--- Recorded information ---

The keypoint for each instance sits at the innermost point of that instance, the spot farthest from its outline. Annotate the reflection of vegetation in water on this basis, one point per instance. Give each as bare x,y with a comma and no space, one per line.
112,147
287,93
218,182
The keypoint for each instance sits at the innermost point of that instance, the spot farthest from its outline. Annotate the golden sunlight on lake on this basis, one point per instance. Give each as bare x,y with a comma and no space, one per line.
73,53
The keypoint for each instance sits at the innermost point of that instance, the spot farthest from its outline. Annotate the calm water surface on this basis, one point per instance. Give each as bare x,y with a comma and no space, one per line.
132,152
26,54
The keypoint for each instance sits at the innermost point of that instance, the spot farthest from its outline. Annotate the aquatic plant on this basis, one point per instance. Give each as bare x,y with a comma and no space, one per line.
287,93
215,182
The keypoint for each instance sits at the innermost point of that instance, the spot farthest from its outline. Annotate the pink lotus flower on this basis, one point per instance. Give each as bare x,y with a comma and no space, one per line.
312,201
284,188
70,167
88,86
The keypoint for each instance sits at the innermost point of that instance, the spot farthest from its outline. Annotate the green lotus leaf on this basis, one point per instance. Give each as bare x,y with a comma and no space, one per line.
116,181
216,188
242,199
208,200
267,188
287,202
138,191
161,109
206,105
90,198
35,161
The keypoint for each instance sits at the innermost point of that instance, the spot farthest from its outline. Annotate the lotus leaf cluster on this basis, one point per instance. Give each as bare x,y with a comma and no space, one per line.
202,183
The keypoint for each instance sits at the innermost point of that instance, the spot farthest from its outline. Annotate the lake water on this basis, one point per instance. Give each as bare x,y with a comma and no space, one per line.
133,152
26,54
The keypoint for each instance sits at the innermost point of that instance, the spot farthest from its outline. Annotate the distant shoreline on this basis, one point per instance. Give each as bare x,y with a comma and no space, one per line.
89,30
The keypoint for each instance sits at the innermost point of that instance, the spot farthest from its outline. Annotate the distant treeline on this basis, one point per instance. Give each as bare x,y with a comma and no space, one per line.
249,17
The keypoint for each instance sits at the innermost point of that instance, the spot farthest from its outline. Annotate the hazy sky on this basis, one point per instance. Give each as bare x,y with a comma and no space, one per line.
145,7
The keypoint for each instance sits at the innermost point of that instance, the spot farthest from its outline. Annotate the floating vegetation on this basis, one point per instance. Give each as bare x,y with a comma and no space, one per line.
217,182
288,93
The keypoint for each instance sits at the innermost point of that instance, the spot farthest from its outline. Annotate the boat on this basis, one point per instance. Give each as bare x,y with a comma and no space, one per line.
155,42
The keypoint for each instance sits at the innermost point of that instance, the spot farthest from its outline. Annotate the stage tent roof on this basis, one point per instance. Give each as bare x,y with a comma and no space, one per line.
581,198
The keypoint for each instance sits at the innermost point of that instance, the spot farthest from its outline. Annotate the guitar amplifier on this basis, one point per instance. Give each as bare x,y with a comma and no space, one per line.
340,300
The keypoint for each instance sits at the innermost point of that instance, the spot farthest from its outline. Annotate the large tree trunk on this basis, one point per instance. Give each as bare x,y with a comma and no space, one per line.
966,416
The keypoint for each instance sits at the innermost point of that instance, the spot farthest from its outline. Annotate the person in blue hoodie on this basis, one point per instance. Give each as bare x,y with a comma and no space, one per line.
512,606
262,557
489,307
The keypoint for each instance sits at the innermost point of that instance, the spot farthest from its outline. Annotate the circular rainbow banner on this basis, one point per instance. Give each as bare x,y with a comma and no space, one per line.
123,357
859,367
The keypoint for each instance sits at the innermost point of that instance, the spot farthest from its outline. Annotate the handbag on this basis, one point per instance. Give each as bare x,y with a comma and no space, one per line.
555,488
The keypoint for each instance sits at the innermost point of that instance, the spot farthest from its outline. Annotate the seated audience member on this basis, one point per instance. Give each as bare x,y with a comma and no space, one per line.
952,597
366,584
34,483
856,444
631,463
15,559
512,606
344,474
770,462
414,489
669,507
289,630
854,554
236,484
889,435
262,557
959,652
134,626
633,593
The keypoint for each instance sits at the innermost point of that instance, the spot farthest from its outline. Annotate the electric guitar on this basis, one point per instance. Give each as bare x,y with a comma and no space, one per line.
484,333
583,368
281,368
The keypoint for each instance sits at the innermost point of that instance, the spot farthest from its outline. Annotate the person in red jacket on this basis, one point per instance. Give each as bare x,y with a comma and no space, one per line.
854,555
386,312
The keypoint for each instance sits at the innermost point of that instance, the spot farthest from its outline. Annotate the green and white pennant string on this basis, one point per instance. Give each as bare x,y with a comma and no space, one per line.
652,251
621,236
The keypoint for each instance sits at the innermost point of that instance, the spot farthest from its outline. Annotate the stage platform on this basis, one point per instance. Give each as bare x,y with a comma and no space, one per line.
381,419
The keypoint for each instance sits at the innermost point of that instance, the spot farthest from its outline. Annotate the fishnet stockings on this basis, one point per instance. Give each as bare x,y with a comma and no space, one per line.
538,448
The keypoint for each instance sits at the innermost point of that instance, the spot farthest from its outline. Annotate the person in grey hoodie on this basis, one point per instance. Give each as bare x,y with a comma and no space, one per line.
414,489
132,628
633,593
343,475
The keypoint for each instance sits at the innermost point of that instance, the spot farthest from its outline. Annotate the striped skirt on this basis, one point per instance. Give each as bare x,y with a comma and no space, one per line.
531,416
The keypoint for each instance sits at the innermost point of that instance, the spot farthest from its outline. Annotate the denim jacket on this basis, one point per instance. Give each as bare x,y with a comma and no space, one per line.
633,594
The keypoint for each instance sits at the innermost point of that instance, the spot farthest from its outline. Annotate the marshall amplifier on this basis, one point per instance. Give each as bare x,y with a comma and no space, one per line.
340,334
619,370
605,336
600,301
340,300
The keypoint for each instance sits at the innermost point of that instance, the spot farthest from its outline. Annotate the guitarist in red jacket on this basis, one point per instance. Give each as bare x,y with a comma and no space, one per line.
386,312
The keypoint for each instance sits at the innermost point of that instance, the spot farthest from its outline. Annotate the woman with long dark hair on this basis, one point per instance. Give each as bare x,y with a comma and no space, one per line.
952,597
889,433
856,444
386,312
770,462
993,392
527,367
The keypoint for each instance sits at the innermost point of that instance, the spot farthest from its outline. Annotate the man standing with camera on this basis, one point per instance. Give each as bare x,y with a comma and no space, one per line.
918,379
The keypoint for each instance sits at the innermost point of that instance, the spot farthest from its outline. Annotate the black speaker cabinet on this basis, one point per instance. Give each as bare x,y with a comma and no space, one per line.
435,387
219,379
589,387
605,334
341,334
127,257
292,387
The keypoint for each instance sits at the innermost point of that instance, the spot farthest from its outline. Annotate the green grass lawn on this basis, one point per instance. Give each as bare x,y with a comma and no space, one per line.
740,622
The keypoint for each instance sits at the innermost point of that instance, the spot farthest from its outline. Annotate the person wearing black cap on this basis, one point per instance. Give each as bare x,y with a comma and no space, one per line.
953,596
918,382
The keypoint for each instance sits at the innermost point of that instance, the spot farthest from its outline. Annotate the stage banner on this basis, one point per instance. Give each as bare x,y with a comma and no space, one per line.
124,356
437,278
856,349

---

> [What needs to be done]
From the records above, extract every entry verbatim.

> [Answer below]
The keypoint for each instance sits at the innermost point of that instance, the spot farthest from its outline. Annotate the reflection of vegetation in water on this basis, one point per instance. Give each as bare x,y with a comma and no space, one per line.
112,147
287,93
218,182
The keypoint for each instance sits at the innermost point of that instance, the spot farthest from its outline. Annotate the golden sunlight on lake on this basis, one point per instance. Give each as bare x,y with a comma and no space, one per line.
73,53
The keypoint for each instance sits at the innermost point of that instance, the spot farthest from its outline. Annotate the calm water surface on this basis, one point per instance. Give each as bare x,y with a comma and no space, one per line.
132,152
26,54
The keypoint for each instance sits at the innermost point of that instance, the spot farthest from its outline. Annotate the aquatic plant on this basis, one point per instance. Give each as bare x,y with a comma and no space, one per line.
287,93
215,182
The keypoint for each instance sits at the innermost point of that instance, the spot farthest from its outline. Annotate the pink lotus flower on this basis, one point per instance. Give each as bare x,y with a comma and no space, one per line.
312,201
284,188
70,167
88,86
The keypoint for each instance sits at the innermost point of that instance, the spot farthest from its outline. Annotate the green lotus leaf on this basis, one point per instance. Give each as bare x,y with a comma and no space, one per line.
116,181
216,188
242,199
208,200
267,188
287,202
138,191
161,109
206,105
90,198
35,161
The keypoint for each instance sits at the innermost point of that instance, the spot farthest from its outline. Annotate the lotus leaf cluster on this basis, one point per instance. Give each as bare x,y with a comma and no space, one per line.
202,183
The keypoint for each instance sits at the innermost point of that instance, the spot farthest from its outline. Annotate the lake water on this basis, one point per instance. Give each as bare x,y with a comma and no space, one per line.
133,152
26,54
The keypoint for each instance sits at the innermost point of that instance, the spot farthest from its outline. Annotate the distant shoreline on this basis, one point per instance. Give each as bare x,y with a comma and no space, one per line.
89,30
The keypoint for each instance sits at the innermost point of that instance, the spot farthest from its outline. Annotate the distant treeline on this basis, one point per instance. Give each as bare x,y with a comma and no space, one per line.
249,17
The keypoint for each instance sits at the innermost point of that instance, the spot farthest from its outline. Annotate the hazy sky on this basis, one point per instance. Give each as bare x,y with a comma and no space, one per line.
145,7
The keypoint for each instance sits at the innermost point of that instance, the spot farthest from its outline. Annotate the floating vegetation on this basis, one point per instance. Give each as bare x,y with a comma and no space, one per line.
217,182
288,93
The keypoint for each instance sits at the innermost point of that instance, the spot farthest from its outline. Annotate the boat on this basis, one point per instance. Give each as bare x,y with a comma and no space, one per line.
155,42
The keypoint for each instance sits at the innermost point of that instance, the spot farthest from its outline. Annotate the stage tent roof on this basis, one point per instance. Give each as bare x,y with a comma and no space, one per line.
581,198
The keypoint for each instance sits at the innermost point of that instance, the spot farthest from its outline. Annotate the guitar amplifier on this basis, one point per instance. Give each as bare x,y with a comma and no space, one per line.
340,300
The keypoint for each instance sits at the innermost point of that instance, the spot farthest from its outline. Annotate the large tree trunk on this basis, one point per instance. Give each as bare x,y with a comma and no space, one per line.
966,416
The keypoint for each instance sits at the innermost point of that instance, the spot farthest from its outline. Annotate the person in blue hoodie on this basis, one point per instance. Give each as bare x,y with a comma and no space, one per line.
512,606
262,557
489,307
The keypoint for each instance sits at the innermost point of that instance, the spot farthest from its outline. Annotate the circular rainbow banner on this basis, one point per instance. Give each as bare x,y with a comma and no space, one per line.
123,357
859,367
The keypoint for each instance sits at the innermost point of that instance, the spot farthest from its outline. Annotate the handbag on this basis, one point per instance. Give each as bare x,y with a comma and no space, one per line.
555,488
The keypoint for each instance sits at the innermost point of that instance, the spot farthest from its outline. Annotate the seated audience member on this basis, one point per instance. Give each as bare x,y with a comma and no space, one per line.
952,597
366,584
34,483
856,444
631,463
15,559
512,606
344,474
770,462
414,489
669,507
289,630
854,554
236,484
889,435
262,557
959,652
134,626
633,593
The keypoint for each instance sits at the innermost point of that instance, the spot farthest from its outline. Annotate the electric guitar on this basis, one point per instance. Give each as bare x,y with a comma and no space, one per line.
484,333
583,368
281,368
The keypoint for each instance sits at the innermost point of that instance, the spot farthest from its outline. Annotate the person in red jacket on this basis, one point per instance. Give each as bare x,y with a comma and no space, one per line.
854,555
386,312
The keypoint for each instance sits at the innermost point of that instance, the spot farthest from its outline. Annotate the green and white pennant string on this basis, one point per instance. Give each as bare x,y with a comma and no space, one per line.
652,251
621,236
The keypoint for each instance sits at the innermost point of that instance, the spot farthest from its outline. Annotate the stage platform on this basis, one point per instance. Give each as bare x,y with a comma and no space, one per line.
381,419
The keypoint for each instance sits at the innermost point of that instance, the spot farthest from its outline. Annotate the fishnet stockings on this basis, one point per instance. Give each as bare x,y with a comma and no space, one per line.
538,448
The keypoint for each instance sits at the innermost point of that instance, the spot farthest from its outline. Annotate the person in grey hoodie on this basis, one point per instance. Give each as bare x,y with a comma and no space, one per line.
414,489
132,628
633,593
343,475
The keypoint for each instance sits at the innermost point of that instance, the spot farthest from its outline. Annotate the striped skirt on this basis, one point per instance. Give each as bare x,y with a comma and no space, one per line.
531,416
The keypoint for each instance sits at the innermost point of that instance, the spot farthest from its outline. Annotate the denim jacket on this basis, one point per instance. Give each as bare x,y with a comma and no space, one per line.
633,594
The keypoint for each instance sits at the innermost point of that instance, the spot farthest from its outline. Annotate the marshall amplifier on this basis, one point per instance. Give each as bare x,y with a comma and no space, one per line.
340,334
619,370
605,336
600,301
340,300
The keypoint for each instance sits at the innermost point of that instance, the spot farthest from its outline. Annotate the guitarist in red jacket on this basis, one point per instance. Give each as bare x,y with a comma and no space, one per line.
386,312
The keypoint for each instance sits at the innermost point of that instance, the spot farthest from its outline. Annotate the woman with long dark hair on this basis, one point per instance. Give each as bare x,y with a comma and no space, one per line.
952,597
889,433
856,444
386,312
770,462
993,392
527,367
The keypoint for each instance sits at the innermost point of that instance, the spot farthest from its outline. Annotate the man standing with camera on this basis, one point per instance. Give each as bare x,y with a comma and no space, one per line.
918,379
The keypoint for each instance sits at the innermost point of that instance, the spot farthest from its outline. Annotate the black speaker cabinet on this basis, one point per instance. Give each as bare x,y with a comma and no space, one per line.
435,387
219,379
589,387
605,334
341,334
127,257
292,387
The keypoint for each instance sits at the innermost point of that instance, the spot farthest from its outline. Annotate the green grass lawn on this basis, one point per instance. Give each as bare x,y with a comma and no space, one per line.
740,622
The keypoint for each instance sits at the innermost point of that instance, the spot farthest from its outline. Annotate the person wearing black cap on this basis, one point per instance. Give each as bare x,y with a comma and no space, one per line.
953,596
918,382
The keypoint for each instance sits at the innermost point of that instance, the spot farthest from its outline. Annotate the stage banner on this basis, one point per instance. Give each as bare x,y with a comma and no space, one per line.
124,356
437,278
856,349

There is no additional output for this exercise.